### [EXCERPT PROVIDED]
Data centers are notorious for guzzling water, gobbling energy, shooting operational costs into the stratosphere and making Sasquatch-sized carbon footprints. That reputation could begin to change this fall, when TELUS flips the switch on its groundbreaking, "super-smart" and ultra-green modular data center in Rimouski, Quebec.

With the building's start-up, the Canadian telecommunications and managed service provider is also shifting the paradigm for data-center delivery, provided by a design-build team led by Skanska USA Building Inc., New York City.

The crux of the project is a newly patented cooling system, called eOPTI-TRAX, from Danbury, Conn.-based Inertech LLC, an infrastructure technology firm. Using eOPTI-TRAX, TELUS is engineered to slash data-center water, power and cooling overhead costs by 80%, compared to chilled-water systems.

"This is critical because 39% of U.S. water goes toward cooling buildings and power-production facilities," says Earl Keisling, Inertech's president and CEO.

The $65-million TELUS building "costs 30% to 40% less than a traditional data center," says Lloyd Switzer, TELUS senior vice president for network transformation. The Skanska model also provides operational reliability because the cooling system has redundancy and maintenance is automatic, he adds.

### [SUPPLIED MATERIAL]

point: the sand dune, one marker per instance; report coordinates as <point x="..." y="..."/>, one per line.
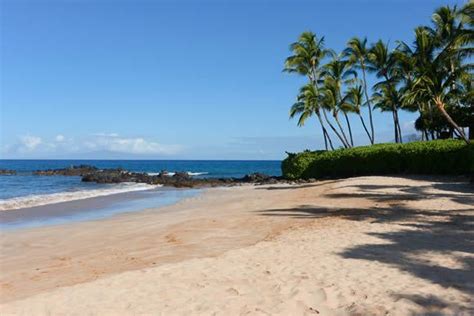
<point x="367" y="246"/>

### [TASK OBJECTIVE]
Please retype everything in the TELUS data center passage from "The crux of" down to "automatic, he adds.", keeping every word and mark unchanged. Rely on the TELUS data center passage alone, not on the listing.

### [EXERCISE RESULT]
The crux of the project is a newly patented cooling system, called eOPTI-TRAX, from Danbury, Conn.-based Inertech LLC, an infrastructure technology firm. Using eOPTI-TRAX, TELUS is engineered to slash data-center water, power and cooling overhead costs by 80%, compared to chilled-water systems.

"This is critical because 39% of U.S. water goes toward cooling buildings and power-production facilities," says Earl Keisling, Inertech's president and CEO.

The $65-million TELUS building "costs 30% to 40% less than a traditional data center," says Lloyd Switzer, TELUS senior vice president for network transformation. The Skanska model also provides operational reliability because the cooling system has redundancy and maintenance is automatic, he adds.